> TASK STATEMENT:
Reproduce the passage of the cyanoform text that begins at the words "Cyanoform (tricyanomethane) is" and stops after the words "a successful isolation.".

> GIVEN TEXT:
Cyanocarbon compound derived from methane

Cyanoform (tricyanomethane) is an organic compound with the chemical formula HC(CN)3. It is a colorless liquid. It is a cyanocarbon and derivative of methane with three cyano groups. For many years, chemists have been unable to isolate this compound as a neat, free acid. However, in September 2015, reports surfaced of a successful isolation.

== Properties ==
Dilute solutions of this acid, as well as its salts, have long been well known. Cyanoform ranks as one of the most acidic of the carbon acids with an estimated pK_{a} of -5.1 in water and measured pK_{a} of 5.1 in acetonitrile. The reaction of sulfuric acid with sodium tricyanomethanide in water (a reaction first tried by H. Schmidtmann in 1896 with inconclusive results) is reported to result in the formation of hydronium tricyanomethanide [H3O]+[C(CN)3]− or the formation of (Z)-3-amino-2-cyano-3-hydroxyacrylamide, (H2N\s)(HO\s)C=C(\sC≡N)(\sC(=O)\sNH2), depending on the precise conditions. The reaction of HCl gas with sodium tricyanomethanide dissolved in THF is reported to yield 1-chloro-1-amino-2,2-dicyanoethylene ((N≡C\s)2C=C(\sNH2)Cl) and its tautomer.

==Isolation==
In September 2015 cyanoform was successfully isolated by a team of scientists at LMU Munich. The team discovered that cyanoform was stable at temperatures below −40°C; previous beliefs were that cyanoform was stable at room temperature. The isolation confirmed that cyanoform is a colorless liquid.

> PROVIDED RECORDS:
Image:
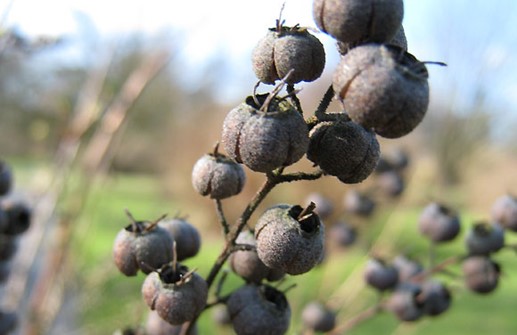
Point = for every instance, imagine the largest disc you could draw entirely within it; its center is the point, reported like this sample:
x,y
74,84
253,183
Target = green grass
x,y
108,300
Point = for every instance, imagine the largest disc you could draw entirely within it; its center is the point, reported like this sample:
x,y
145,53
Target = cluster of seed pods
x,y
15,219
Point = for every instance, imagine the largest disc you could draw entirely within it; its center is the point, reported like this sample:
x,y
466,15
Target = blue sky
x,y
476,38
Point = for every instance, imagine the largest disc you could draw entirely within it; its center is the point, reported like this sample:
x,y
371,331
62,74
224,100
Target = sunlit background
x,y
87,139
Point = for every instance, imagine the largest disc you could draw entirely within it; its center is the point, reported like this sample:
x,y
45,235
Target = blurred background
x,y
106,105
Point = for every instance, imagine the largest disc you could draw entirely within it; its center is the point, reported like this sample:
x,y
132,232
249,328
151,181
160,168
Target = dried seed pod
x,y
404,304
439,223
6,178
155,325
265,137
358,203
380,275
176,294
290,238
142,245
436,297
318,317
284,49
504,212
354,21
384,88
246,263
217,176
481,274
344,149
484,238
259,310
186,236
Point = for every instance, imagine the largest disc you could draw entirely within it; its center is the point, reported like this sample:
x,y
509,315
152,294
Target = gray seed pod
x,y
290,240
259,310
504,212
344,149
484,238
155,325
481,274
284,49
186,236
246,263
384,88
353,21
439,223
265,140
141,246
318,317
177,296
217,176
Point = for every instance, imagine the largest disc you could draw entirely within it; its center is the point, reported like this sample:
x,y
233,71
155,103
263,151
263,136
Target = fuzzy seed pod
x,y
246,263
354,21
284,49
436,297
217,176
186,236
380,275
177,295
142,246
439,223
384,88
290,238
318,317
265,137
504,212
484,238
481,274
155,325
403,303
344,149
259,310
6,178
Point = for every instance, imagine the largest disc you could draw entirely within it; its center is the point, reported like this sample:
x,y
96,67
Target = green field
x,y
108,301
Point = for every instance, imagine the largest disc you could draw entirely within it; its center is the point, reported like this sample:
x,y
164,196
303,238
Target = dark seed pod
x,y
318,317
504,212
354,21
484,238
403,303
481,274
436,297
259,310
358,203
290,238
384,88
380,275
176,294
265,137
407,268
155,325
6,178
284,49
439,223
217,176
19,217
246,263
186,236
342,234
344,149
142,246
324,207
8,322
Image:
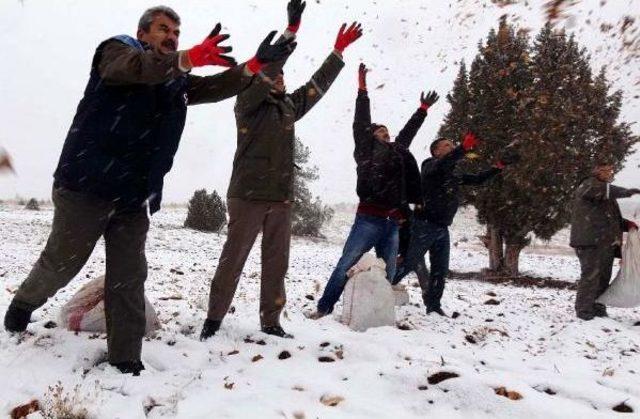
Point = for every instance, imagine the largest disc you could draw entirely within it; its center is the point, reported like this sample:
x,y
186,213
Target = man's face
x,y
163,34
443,148
604,173
382,134
279,85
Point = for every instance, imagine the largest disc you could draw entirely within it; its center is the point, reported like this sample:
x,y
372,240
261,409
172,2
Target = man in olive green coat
x,y
596,234
261,188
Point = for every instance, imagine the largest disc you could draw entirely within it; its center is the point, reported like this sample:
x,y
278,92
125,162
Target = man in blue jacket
x,y
110,175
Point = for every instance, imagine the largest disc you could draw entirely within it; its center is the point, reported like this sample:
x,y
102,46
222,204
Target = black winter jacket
x,y
388,174
441,186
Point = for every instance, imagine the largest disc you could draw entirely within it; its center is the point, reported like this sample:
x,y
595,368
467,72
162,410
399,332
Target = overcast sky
x,y
412,45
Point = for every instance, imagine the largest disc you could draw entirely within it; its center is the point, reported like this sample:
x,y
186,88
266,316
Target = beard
x,y
170,45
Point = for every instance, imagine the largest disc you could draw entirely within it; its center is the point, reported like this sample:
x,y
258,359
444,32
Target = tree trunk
x,y
495,246
512,259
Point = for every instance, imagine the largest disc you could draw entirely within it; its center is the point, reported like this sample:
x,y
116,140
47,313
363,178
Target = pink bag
x,y
85,311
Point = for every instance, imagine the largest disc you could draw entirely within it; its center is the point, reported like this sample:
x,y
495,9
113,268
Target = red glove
x,y
362,77
346,38
209,53
5,162
470,141
427,101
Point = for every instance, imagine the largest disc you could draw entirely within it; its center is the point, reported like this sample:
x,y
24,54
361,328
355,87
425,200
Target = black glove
x,y
427,101
294,12
269,53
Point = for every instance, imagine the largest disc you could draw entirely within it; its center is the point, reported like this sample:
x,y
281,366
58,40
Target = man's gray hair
x,y
147,17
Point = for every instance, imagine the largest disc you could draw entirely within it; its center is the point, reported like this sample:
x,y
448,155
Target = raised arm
x,y
362,119
595,190
221,86
124,61
408,133
307,96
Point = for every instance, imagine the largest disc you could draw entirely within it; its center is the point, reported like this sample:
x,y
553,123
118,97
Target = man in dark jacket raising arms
x,y
596,235
261,188
120,146
430,228
388,179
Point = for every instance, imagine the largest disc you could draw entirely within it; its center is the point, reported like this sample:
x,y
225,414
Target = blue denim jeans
x,y
368,232
432,238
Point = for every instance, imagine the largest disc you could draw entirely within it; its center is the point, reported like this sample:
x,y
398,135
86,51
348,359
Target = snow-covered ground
x,y
529,343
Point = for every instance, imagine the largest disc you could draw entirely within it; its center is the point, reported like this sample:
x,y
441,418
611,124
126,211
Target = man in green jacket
x,y
596,235
260,192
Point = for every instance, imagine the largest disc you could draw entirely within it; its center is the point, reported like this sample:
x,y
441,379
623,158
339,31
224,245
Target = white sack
x,y
624,291
85,311
368,300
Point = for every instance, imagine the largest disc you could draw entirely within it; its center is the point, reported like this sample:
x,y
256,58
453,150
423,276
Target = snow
x,y
530,342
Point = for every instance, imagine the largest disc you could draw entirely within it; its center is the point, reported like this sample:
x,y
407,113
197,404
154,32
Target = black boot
x,y
16,319
276,331
129,367
209,329
437,311
601,310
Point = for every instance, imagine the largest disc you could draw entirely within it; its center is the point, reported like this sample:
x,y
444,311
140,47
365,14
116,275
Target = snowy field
x,y
530,343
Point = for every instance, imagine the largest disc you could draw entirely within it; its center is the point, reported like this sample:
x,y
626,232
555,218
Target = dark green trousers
x,y
79,221
596,264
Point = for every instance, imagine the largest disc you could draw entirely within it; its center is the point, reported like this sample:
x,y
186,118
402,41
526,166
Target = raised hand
x,y
362,76
470,141
210,53
427,101
294,13
269,53
348,36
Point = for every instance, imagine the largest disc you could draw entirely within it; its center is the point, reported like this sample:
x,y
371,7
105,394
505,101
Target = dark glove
x,y
294,12
5,162
362,77
470,141
348,36
427,101
209,53
269,53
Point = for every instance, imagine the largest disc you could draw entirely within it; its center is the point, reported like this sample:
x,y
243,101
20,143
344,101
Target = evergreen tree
x,y
32,205
207,212
544,99
456,122
309,214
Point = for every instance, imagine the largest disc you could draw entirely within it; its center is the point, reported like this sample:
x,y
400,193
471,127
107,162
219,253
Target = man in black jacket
x,y
430,228
388,179
596,234
110,174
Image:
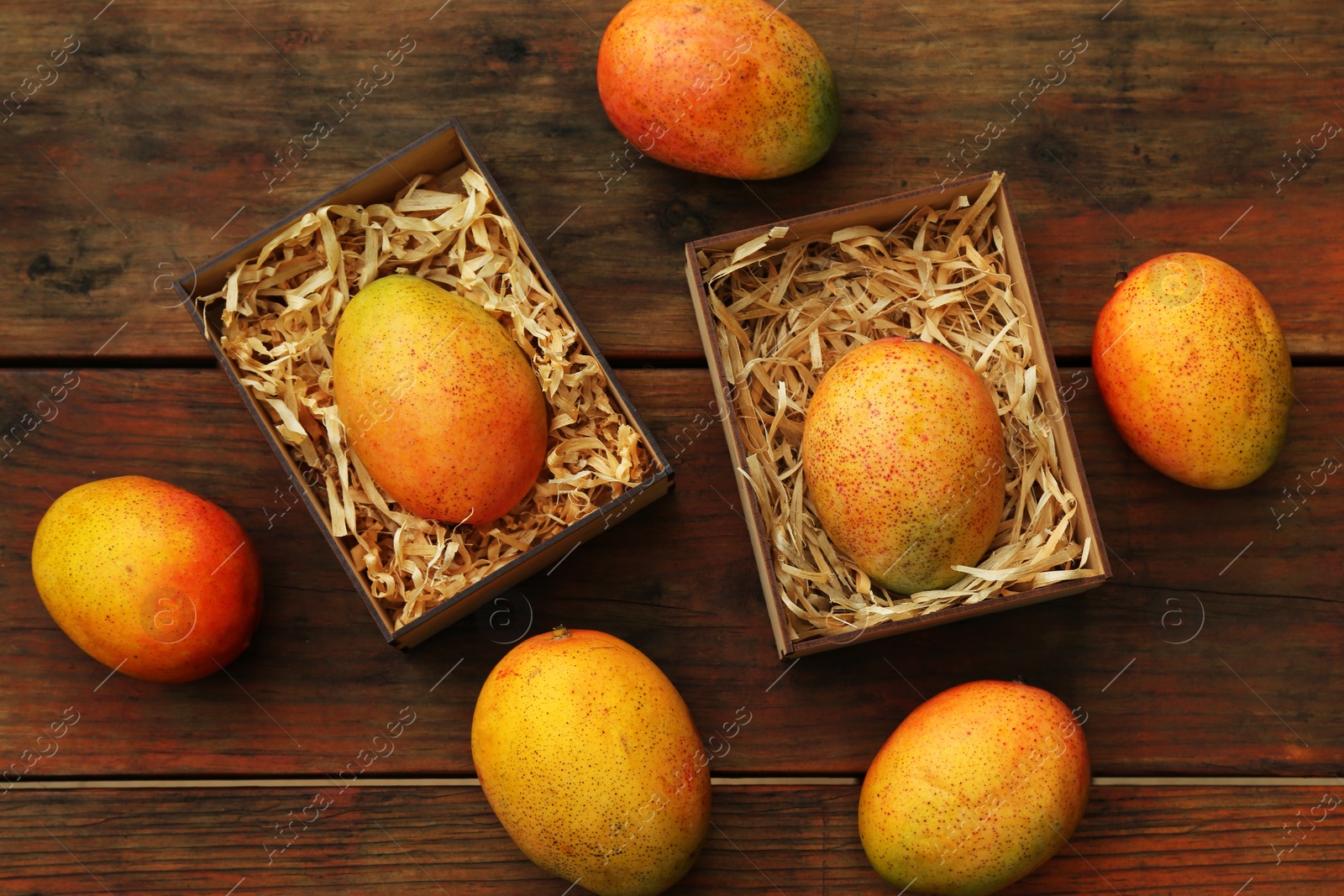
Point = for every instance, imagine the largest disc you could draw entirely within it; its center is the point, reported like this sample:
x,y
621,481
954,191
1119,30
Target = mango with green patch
x,y
976,789
589,758
1195,371
148,578
727,87
905,463
438,402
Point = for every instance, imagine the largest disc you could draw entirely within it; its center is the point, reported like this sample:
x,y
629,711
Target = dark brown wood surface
x,y
1168,128
1215,651
1149,841
679,582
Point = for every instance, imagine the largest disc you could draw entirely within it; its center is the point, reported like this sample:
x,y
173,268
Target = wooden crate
x,y
441,149
884,214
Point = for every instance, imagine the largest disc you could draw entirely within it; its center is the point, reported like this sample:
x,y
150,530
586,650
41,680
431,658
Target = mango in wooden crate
x,y
438,402
905,463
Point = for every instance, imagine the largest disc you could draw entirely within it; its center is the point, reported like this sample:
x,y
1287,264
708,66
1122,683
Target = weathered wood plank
x,y
1155,841
156,148
1250,692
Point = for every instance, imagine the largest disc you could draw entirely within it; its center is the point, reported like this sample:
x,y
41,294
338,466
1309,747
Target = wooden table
x,y
1209,668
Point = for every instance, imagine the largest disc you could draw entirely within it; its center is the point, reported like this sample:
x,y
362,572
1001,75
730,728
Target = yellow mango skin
x,y
976,789
440,403
1195,371
145,573
726,87
905,461
589,758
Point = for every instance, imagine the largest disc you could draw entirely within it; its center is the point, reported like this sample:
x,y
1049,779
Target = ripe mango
x,y
727,87
438,402
976,789
148,578
1195,371
904,456
591,761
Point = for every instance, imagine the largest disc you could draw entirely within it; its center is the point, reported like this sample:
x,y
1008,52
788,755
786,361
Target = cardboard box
x,y
885,214
437,152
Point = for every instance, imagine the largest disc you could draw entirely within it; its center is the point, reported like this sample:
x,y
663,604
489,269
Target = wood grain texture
x,y
150,154
1250,692
1151,841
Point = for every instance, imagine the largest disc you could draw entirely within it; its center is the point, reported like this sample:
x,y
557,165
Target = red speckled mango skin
x,y
905,461
1195,371
440,403
588,755
726,87
139,570
976,789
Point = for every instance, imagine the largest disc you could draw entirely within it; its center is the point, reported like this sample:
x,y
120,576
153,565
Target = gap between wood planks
x,y
727,781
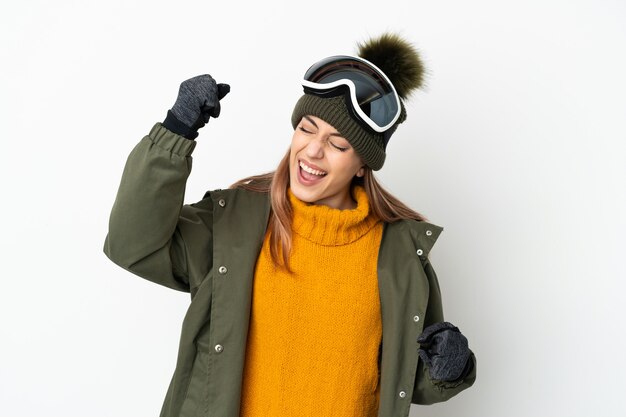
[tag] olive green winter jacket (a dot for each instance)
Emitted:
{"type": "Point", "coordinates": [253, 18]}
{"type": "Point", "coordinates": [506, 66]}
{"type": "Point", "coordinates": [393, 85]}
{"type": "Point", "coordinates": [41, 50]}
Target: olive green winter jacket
{"type": "Point", "coordinates": [210, 248]}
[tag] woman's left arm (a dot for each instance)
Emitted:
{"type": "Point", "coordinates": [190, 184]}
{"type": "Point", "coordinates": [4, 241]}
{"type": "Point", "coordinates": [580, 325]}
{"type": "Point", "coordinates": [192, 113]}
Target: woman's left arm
{"type": "Point", "coordinates": [443, 347]}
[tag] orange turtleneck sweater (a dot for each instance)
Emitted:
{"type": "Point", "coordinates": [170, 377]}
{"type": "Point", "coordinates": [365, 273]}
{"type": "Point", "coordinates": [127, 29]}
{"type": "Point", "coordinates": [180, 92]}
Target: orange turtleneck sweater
{"type": "Point", "coordinates": [314, 336]}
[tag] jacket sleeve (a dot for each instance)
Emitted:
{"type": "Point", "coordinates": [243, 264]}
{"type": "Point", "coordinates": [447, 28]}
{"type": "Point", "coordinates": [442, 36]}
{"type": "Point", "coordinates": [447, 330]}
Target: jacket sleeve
{"type": "Point", "coordinates": [151, 233]}
{"type": "Point", "coordinates": [426, 390]}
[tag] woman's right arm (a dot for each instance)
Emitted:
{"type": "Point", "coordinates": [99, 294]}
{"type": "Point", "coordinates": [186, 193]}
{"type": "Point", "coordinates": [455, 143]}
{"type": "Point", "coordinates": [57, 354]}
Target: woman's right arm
{"type": "Point", "coordinates": [144, 236]}
{"type": "Point", "coordinates": [151, 233]}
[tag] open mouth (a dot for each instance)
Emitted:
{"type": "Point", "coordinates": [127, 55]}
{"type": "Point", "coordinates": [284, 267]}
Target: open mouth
{"type": "Point", "coordinates": [309, 174]}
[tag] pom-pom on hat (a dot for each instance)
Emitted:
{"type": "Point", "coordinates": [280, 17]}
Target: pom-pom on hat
{"type": "Point", "coordinates": [400, 62]}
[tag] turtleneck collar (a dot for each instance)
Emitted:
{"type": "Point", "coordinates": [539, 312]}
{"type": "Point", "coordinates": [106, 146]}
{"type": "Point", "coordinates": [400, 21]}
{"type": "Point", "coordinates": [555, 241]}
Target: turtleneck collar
{"type": "Point", "coordinates": [330, 226]}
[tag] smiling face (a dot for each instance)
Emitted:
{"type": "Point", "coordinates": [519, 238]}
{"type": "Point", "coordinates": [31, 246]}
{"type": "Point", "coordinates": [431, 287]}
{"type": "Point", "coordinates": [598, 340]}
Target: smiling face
{"type": "Point", "coordinates": [322, 164]}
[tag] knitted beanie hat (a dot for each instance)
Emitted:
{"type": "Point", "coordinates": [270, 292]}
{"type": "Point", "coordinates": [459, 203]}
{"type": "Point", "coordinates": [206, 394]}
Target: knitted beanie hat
{"type": "Point", "coordinates": [401, 63]}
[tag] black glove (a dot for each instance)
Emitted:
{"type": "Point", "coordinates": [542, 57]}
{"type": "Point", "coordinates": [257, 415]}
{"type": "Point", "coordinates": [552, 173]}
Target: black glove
{"type": "Point", "coordinates": [445, 351]}
{"type": "Point", "coordinates": [198, 100]}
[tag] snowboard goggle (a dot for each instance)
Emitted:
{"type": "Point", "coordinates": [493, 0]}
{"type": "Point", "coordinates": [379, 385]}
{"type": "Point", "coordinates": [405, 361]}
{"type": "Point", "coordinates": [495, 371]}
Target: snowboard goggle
{"type": "Point", "coordinates": [372, 96]}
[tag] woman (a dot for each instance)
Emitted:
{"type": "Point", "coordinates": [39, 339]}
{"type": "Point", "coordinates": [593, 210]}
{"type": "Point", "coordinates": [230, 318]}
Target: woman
{"type": "Point", "coordinates": [311, 288]}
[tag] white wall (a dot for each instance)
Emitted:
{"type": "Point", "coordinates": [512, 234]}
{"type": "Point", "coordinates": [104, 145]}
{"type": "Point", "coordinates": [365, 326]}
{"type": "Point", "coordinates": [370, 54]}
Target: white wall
{"type": "Point", "coordinates": [516, 148]}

> TASK SOLUTION:
Cyanoform (tricyanomethane) is an organic compound with the chemical formula HC(CN)3. It is a colorless liquid. It is a cyanocarbon and derivative of methane with three cyano groups. For many years, chemists have been unable to isolate this compound as a neat, free acid. However, in September 2015, reports surfaced of a successful isolation.